Задачи>
a - Эмблемой чего, по словам выбранного отрывка, является для Августина «маленькая фигурка ребенка»?
b - Проверьте по выбранному отрывку три утверждения. (i) Иван называет себя маленьким мальчиком. (ii) Иван говорит, что у него много друзей. (iii) По словам Ивана, брат ждал его три месяца. На каждое ответьте «да» или «нет» и приведите решающие слова отрывка.
c - Выведите из выбранного отрывка без изменений фрагмент от слов «А какими словами» до слов «[Августин 1998: 566].».

Выбранный отрывок>
А какими словами может быть определена красота и польза других тварей <…>? — красота, заключающаяся в разнообразной и многоразличной красоте неба, земли и моря, в таком обилии и в такой удивительной роскоши света, в солнце, луне и звездах, в тенистости лесов, в красках и благоухании цветов, в множестве щебечущих пестроперых птиц… (22.24) [Августин 1998: 566].
Для Августина «маленькая фигурка ребенка» (1.19.30) [Августин 1991: 73] является эмблемой кротости Христа. Когда Иван более всего похож на ребенка, как в главе «Братья знакомятся», он демонстрирует зарождающееся в нем смирение, свое желание принять помощь других и жить полной жизнью:
— …Не захочу я огорчить моего братишку, который три месяца глядел на меня в таком ожидании. <…> …я ведь и сам точь-в-точь такой же маленький мальчик, как и ты… <…> Я с тобой хочу сойтись, Алеша, потому что у меня нет друзей, попробовать хочу. Ну, представь же себе, может быть, и я принимаю Бога, — засмеялся Иван, — для тебя это неожиданно, а? [Достоевский 1972–1990, 14: 213].

Показанные строки>

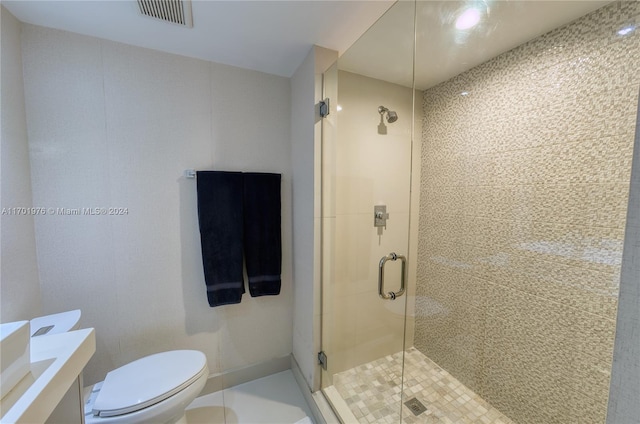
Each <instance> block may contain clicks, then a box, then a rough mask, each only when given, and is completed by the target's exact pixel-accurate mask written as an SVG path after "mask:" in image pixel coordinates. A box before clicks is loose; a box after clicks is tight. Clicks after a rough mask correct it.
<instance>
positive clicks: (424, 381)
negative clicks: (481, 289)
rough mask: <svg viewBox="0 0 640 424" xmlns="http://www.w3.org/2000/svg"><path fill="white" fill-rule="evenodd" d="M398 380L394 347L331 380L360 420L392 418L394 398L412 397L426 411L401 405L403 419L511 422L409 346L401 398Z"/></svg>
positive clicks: (405, 399) (356, 415)
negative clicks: (374, 358)
mask: <svg viewBox="0 0 640 424" xmlns="http://www.w3.org/2000/svg"><path fill="white" fill-rule="evenodd" d="M401 379H402V352H398V353H395V354H393V355H388V356H385V357H384V358H380V359H377V360H375V361H373V362H369V363H367V364H364V365H360V366H358V367H355V368H352V369H350V370H347V371H344V372H341V373H338V374H336V375H335V376H334V379H333V383H334V387H335V388H336V390H337V391H338V393H339V394H340V396H341V397H342V398H343V399H344V400H345V402H346V403H347V405H348V406H349V408H350V409H351V412H353V415H355V417H356V418H357V419H358V421H359V422H360V423H367V424H368V423H397V422H398V412H399V411H398V405H400V402H401V401H402V402H406V401H407V400H409V399H411V398H414V397H415V398H416V399H417V400H419V401H420V402H421V403H422V404H423V405H424V406H425V407H426V408H427V410H426V411H425V412H422V413H421V414H420V415H418V416H416V415H414V413H413V412H412V411H411V410H410V409H409V407H407V406H406V405H403V406H402V422H403V423H407V424H414V423H415V424H417V423H420V424H423V423H424V424H432V423H433V424H436V423H437V424H462V423H482V424H513V421H511V420H510V419H509V418H508V417H507V416H505V415H504V414H502V413H501V412H500V411H498V410H497V409H496V408H494V407H492V406H491V405H489V404H488V403H487V402H486V401H485V400H483V399H482V398H481V397H480V396H478V395H476V394H475V393H474V392H473V391H471V390H470V389H469V388H467V387H466V386H464V385H463V384H462V383H460V382H459V381H458V380H456V379H455V378H454V377H453V376H452V375H451V374H449V373H448V372H446V371H445V370H443V369H442V368H440V367H439V366H438V365H436V363H435V362H433V361H431V360H430V359H429V358H427V357H426V356H424V355H423V354H422V353H421V352H420V351H419V350H417V349H415V348H413V347H412V348H410V349H408V350H407V351H406V352H405V389H404V397H401V394H400V390H401Z"/></svg>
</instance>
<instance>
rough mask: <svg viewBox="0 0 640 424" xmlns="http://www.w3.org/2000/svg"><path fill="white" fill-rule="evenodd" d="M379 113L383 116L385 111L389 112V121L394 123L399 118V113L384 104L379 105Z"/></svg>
mask: <svg viewBox="0 0 640 424" xmlns="http://www.w3.org/2000/svg"><path fill="white" fill-rule="evenodd" d="M378 113H379V114H380V116H381V117H382V116H383V115H384V114H385V113H386V114H387V122H388V123H390V124H393V123H394V122H396V121H397V120H398V114H397V113H395V112H394V111H393V110H389V109H387V108H386V107H384V106H378Z"/></svg>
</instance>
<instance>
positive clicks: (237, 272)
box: [196, 171, 244, 306]
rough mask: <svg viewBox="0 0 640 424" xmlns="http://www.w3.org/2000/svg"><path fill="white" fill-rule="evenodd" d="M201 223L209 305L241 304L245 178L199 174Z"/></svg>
mask: <svg viewBox="0 0 640 424" xmlns="http://www.w3.org/2000/svg"><path fill="white" fill-rule="evenodd" d="M196 176H197V187H198V222H199V225H200V243H201V245H202V264H203V266H204V280H205V283H206V284H207V299H208V300H209V305H211V306H219V305H228V304H232V303H240V300H241V299H242V293H244V281H243V278H242V239H243V235H242V234H243V218H242V217H243V205H242V193H243V183H242V181H243V176H242V173H241V172H219V171H198V172H197V174H196Z"/></svg>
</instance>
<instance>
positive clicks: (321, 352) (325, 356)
mask: <svg viewBox="0 0 640 424" xmlns="http://www.w3.org/2000/svg"><path fill="white" fill-rule="evenodd" d="M318 363H319V364H320V366H321V367H322V369H323V370H325V371H326V370H327V354H326V353H324V352H323V351H320V352H318Z"/></svg>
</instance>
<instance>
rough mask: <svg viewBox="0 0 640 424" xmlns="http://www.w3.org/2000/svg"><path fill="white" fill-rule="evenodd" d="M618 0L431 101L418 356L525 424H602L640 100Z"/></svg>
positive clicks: (420, 298)
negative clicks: (428, 357) (454, 377)
mask: <svg viewBox="0 0 640 424" xmlns="http://www.w3.org/2000/svg"><path fill="white" fill-rule="evenodd" d="M629 24H636V25H637V24H640V2H616V3H613V4H610V5H608V6H606V7H605V8H602V9H600V10H598V11H596V12H594V13H591V14H589V15H587V16H586V17H584V18H582V19H580V20H578V21H575V22H574V23H572V24H569V25H567V26H565V27H563V28H560V29H557V30H554V31H552V32H550V33H548V34H545V35H543V36H541V37H539V38H537V39H535V40H533V41H531V42H529V43H527V44H524V45H522V46H520V47H518V48H516V49H514V50H512V51H510V52H507V53H505V54H503V55H501V56H499V57H497V58H495V59H493V60H491V61H489V62H487V63H484V64H482V65H480V66H478V67H476V68H474V69H472V70H470V71H467V72H465V73H463V74H461V75H459V76H457V77H455V78H453V79H452V80H449V81H447V82H445V83H442V84H440V85H438V86H436V87H434V88H432V89H429V90H427V91H426V92H425V94H424V98H423V108H424V122H423V131H422V176H421V200H420V224H419V242H418V243H419V246H418V283H417V300H416V331H415V342H414V343H415V347H416V348H417V349H419V350H420V351H421V352H423V353H424V354H426V355H427V356H428V357H429V358H430V359H432V360H433V361H435V362H436V363H437V364H438V365H440V366H441V367H443V368H444V369H445V370H447V371H448V372H449V373H451V374H452V375H453V376H455V377H456V378H457V379H458V380H460V381H461V382H462V383H463V384H465V385H466V386H468V387H469V388H471V389H473V390H474V391H475V392H476V393H478V394H479V395H480V396H482V397H483V398H484V399H486V400H487V401H488V402H489V403H491V404H492V405H493V406H494V407H496V408H498V409H499V410H500V411H502V412H503V413H505V414H506V415H508V416H509V417H510V418H511V419H513V420H514V421H516V422H518V423H536V424H539V423H563V424H564V423H577V422H581V423H582V422H585V423H587V422H588V423H603V422H604V421H605V417H606V408H607V394H608V386H609V379H610V370H611V361H612V360H611V358H612V352H613V342H614V333H615V323H616V308H617V299H618V297H617V296H618V287H619V280H620V263H621V257H622V246H623V239H624V229H625V219H626V218H625V217H626V212H627V202H628V192H629V178H630V170H631V157H632V148H633V140H634V130H635V118H636V107H637V104H638V88H639V85H640V72H638V69H640V30H636V31H632V32H630V33H628V34H626V35H624V36H622V35H619V34H618V30H620V29H621V28H623V27H624V26H625V25H629Z"/></svg>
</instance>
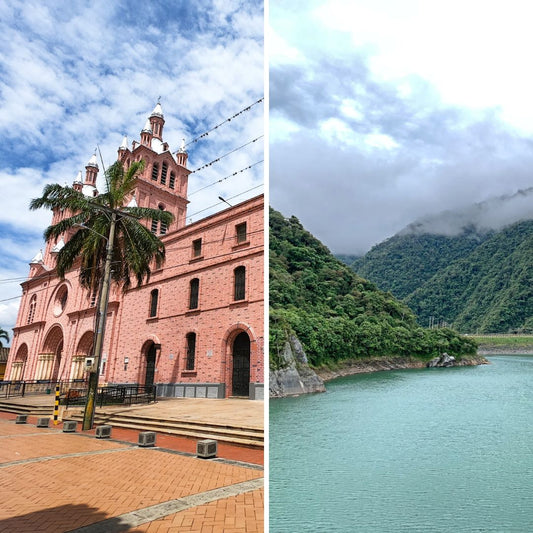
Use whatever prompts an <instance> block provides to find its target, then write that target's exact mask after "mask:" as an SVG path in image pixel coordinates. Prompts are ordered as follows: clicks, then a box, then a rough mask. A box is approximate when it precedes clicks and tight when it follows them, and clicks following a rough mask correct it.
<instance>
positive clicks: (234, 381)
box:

Ответы к задачам>
a - Эмблемой кротости Христа.

b -
(i) Да: «я ведь и сам точь-в-точь такой же маленький мальчик, как и ты».
(ii) Нет: «у меня нет друзей».
(iii) Да: «три месяца глядел на меня в таком ожидании».

c -
А какими словами может быть определена красота и польза других тварей <…>? — красота, заключающаяся в разнообразной и многоразличной красоте неба, земли и моря, в таком обилии и в такой удивительной роскоши света, в солнце, луне и звездах, в тенистости лесов, в красках и благоухании цветов, в множестве щебечущих пестроперых птиц… (22.24) [Августин 1998: 566].